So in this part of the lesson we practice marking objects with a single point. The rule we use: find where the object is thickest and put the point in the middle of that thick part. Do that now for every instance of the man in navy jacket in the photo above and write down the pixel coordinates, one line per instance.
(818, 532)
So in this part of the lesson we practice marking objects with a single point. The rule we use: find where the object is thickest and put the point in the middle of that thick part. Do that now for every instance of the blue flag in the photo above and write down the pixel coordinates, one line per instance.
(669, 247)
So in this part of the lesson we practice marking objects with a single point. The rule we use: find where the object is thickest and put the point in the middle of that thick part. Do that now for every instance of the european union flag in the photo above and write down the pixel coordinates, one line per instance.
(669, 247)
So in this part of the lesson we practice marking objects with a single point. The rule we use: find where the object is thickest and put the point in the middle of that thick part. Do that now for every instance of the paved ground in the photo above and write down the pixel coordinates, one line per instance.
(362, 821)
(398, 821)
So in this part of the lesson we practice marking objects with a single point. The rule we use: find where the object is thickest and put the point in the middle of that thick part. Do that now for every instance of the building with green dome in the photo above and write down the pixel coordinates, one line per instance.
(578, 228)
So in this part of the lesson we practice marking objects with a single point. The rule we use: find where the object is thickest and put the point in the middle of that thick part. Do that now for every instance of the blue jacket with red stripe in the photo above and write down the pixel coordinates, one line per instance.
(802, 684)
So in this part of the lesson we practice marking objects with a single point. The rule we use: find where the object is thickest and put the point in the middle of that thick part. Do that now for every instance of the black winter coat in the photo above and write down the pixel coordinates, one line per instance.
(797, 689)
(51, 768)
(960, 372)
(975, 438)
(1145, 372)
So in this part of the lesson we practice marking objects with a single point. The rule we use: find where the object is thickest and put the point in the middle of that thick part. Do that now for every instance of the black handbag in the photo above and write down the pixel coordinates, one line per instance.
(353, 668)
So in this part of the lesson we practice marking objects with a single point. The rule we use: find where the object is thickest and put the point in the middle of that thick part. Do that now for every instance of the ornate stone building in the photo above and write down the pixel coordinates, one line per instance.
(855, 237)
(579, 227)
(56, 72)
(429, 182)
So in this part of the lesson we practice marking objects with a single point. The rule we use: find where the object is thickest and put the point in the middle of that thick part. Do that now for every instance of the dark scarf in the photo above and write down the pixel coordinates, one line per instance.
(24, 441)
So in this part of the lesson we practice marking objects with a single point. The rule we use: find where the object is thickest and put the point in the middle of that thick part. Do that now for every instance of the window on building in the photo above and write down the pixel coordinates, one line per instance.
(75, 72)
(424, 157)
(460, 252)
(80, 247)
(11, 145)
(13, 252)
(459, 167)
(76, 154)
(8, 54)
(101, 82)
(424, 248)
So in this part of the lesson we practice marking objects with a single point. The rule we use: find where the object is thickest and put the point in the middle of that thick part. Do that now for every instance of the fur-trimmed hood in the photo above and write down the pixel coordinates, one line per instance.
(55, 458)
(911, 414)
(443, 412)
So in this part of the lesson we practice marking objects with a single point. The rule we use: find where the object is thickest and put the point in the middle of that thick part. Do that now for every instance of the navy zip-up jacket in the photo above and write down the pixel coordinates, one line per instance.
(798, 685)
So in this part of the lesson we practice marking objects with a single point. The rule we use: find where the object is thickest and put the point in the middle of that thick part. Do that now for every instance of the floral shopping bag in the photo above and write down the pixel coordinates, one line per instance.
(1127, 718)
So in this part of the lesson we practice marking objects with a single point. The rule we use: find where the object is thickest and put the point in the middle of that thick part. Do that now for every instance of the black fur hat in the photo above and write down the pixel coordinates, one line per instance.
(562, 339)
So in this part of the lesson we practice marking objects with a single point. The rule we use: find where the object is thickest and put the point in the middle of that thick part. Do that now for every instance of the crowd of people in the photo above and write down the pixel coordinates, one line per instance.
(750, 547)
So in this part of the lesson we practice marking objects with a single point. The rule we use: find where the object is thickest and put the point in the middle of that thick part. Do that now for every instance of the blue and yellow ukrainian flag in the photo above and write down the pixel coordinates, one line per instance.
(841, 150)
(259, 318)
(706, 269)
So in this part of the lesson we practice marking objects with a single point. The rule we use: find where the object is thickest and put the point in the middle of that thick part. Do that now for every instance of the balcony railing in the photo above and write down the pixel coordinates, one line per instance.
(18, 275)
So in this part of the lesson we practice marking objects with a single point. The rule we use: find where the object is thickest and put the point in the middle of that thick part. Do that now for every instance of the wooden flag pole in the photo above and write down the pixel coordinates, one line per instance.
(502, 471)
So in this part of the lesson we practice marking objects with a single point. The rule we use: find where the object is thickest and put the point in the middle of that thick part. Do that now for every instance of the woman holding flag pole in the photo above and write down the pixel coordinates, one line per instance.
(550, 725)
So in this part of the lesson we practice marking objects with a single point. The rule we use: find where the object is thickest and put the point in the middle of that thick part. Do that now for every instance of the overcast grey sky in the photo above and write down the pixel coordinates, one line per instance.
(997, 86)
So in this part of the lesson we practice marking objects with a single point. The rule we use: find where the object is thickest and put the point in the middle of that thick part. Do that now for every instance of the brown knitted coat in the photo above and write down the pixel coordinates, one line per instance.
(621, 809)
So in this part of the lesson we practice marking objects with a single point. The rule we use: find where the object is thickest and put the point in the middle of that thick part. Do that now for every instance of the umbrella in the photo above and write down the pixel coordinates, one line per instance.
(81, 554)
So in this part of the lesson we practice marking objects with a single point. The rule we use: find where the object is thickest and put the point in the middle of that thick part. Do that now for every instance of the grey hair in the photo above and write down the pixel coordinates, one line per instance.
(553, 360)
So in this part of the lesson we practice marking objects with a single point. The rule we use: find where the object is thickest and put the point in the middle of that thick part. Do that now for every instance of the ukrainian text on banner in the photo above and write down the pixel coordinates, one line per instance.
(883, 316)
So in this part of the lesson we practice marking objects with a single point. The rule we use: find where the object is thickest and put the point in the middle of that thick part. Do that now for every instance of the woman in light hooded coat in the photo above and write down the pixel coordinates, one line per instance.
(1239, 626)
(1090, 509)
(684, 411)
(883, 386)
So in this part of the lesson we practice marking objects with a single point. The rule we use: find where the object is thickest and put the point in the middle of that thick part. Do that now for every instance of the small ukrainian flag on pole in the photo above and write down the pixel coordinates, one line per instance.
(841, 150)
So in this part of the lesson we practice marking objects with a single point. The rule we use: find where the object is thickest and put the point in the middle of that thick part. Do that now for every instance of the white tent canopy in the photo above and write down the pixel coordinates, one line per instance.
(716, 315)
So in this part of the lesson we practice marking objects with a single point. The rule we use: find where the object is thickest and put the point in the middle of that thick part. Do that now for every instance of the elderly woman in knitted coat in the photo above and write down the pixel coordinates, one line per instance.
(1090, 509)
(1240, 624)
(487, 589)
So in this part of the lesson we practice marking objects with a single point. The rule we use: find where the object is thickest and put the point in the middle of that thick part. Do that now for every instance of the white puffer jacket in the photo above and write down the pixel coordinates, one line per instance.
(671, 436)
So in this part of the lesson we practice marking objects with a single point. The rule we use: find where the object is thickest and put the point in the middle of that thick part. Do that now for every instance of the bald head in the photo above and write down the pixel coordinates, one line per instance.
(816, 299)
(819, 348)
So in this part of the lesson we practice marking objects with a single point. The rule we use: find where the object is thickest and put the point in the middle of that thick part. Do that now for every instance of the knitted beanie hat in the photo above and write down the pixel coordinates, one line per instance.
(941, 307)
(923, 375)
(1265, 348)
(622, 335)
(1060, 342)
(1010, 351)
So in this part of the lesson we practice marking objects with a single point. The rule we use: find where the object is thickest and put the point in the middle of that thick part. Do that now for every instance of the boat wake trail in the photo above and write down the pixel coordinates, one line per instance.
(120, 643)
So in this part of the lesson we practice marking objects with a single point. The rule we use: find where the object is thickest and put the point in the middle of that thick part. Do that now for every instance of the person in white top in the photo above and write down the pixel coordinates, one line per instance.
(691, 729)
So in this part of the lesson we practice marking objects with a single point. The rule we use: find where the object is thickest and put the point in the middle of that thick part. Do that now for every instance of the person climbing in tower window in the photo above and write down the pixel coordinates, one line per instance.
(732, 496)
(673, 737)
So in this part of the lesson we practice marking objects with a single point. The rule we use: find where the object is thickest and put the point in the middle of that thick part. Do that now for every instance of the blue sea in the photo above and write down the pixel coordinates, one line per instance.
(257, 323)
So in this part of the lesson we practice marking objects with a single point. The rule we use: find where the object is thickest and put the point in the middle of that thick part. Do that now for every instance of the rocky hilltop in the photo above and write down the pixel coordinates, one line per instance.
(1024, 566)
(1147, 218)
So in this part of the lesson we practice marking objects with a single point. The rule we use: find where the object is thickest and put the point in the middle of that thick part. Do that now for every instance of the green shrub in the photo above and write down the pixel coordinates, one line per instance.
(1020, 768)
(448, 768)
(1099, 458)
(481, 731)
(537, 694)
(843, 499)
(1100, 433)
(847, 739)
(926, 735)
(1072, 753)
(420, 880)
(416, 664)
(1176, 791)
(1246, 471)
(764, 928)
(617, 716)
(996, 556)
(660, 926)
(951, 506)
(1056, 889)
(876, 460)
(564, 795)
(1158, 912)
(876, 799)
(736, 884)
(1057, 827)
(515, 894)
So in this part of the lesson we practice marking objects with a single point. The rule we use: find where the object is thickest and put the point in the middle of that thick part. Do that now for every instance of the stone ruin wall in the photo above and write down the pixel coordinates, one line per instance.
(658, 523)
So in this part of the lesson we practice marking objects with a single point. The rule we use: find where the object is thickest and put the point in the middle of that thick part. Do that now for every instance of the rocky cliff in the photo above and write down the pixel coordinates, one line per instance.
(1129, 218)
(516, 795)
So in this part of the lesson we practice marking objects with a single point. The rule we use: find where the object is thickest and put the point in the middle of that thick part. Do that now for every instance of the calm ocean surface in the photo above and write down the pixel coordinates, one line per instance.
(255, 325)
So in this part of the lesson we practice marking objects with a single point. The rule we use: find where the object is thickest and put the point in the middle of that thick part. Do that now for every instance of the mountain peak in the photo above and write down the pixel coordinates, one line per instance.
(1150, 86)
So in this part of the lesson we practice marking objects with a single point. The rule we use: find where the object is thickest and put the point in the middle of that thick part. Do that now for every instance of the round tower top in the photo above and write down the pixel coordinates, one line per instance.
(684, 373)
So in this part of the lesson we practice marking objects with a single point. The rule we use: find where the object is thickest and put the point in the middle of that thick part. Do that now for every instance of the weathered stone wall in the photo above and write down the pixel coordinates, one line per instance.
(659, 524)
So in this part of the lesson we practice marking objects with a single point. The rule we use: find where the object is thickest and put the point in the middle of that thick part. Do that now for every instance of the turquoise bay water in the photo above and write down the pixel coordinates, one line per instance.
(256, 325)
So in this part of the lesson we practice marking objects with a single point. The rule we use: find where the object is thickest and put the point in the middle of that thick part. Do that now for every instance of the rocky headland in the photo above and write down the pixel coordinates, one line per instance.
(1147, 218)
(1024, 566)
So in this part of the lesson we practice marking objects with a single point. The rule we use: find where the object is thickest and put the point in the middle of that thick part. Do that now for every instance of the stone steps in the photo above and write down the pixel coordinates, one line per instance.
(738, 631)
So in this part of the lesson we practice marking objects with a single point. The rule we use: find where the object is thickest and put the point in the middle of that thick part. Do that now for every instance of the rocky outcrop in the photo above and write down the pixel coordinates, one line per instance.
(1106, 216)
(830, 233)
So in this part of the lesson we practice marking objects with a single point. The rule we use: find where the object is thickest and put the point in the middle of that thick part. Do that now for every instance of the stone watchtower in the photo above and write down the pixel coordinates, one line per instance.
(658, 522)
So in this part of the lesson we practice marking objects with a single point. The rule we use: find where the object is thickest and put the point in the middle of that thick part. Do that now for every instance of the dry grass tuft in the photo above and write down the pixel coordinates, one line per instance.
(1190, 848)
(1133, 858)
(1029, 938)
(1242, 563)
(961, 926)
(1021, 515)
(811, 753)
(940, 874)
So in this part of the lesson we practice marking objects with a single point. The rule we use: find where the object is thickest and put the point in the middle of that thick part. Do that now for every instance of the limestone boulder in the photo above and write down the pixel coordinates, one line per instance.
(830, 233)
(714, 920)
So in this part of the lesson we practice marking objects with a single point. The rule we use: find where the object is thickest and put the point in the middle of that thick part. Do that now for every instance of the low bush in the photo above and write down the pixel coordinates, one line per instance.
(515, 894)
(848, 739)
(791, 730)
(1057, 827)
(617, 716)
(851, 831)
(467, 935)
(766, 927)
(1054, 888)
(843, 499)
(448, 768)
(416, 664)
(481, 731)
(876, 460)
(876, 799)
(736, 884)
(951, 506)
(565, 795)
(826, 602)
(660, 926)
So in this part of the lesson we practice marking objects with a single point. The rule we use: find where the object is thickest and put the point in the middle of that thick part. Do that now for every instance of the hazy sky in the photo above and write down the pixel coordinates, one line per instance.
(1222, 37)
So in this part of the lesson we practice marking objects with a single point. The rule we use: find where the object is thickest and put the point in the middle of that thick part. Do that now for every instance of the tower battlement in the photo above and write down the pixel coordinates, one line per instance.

——————

• [WHAT IS NEEDED]: Rewrite the part that opens with the line containing "of the bald" and closes with the line containing "(1010, 351)", putting "widest" wherever "thickest" appears and leaving everything else the same.

• [RESPONSE]:
So in this part of the lesson we practice marking objects with a single point. The rule we use: find where the object is widest and put the point in the middle of that thick part. Do that now for every instance of the bald head in the photo above and write down the pixel coordinates, one line per instance.
(816, 299)
(819, 348)
So in this part of the lesson we practice marking objects with a single point. The rule we use: find where the object is widest and put the point in the middle of that thick part. Do that now for every instance of the knitted beanie hat in the photo above and write down the pixel coordinates, one line per instance.
(941, 307)
(923, 375)
(1265, 348)
(622, 335)
(1060, 342)
(1010, 351)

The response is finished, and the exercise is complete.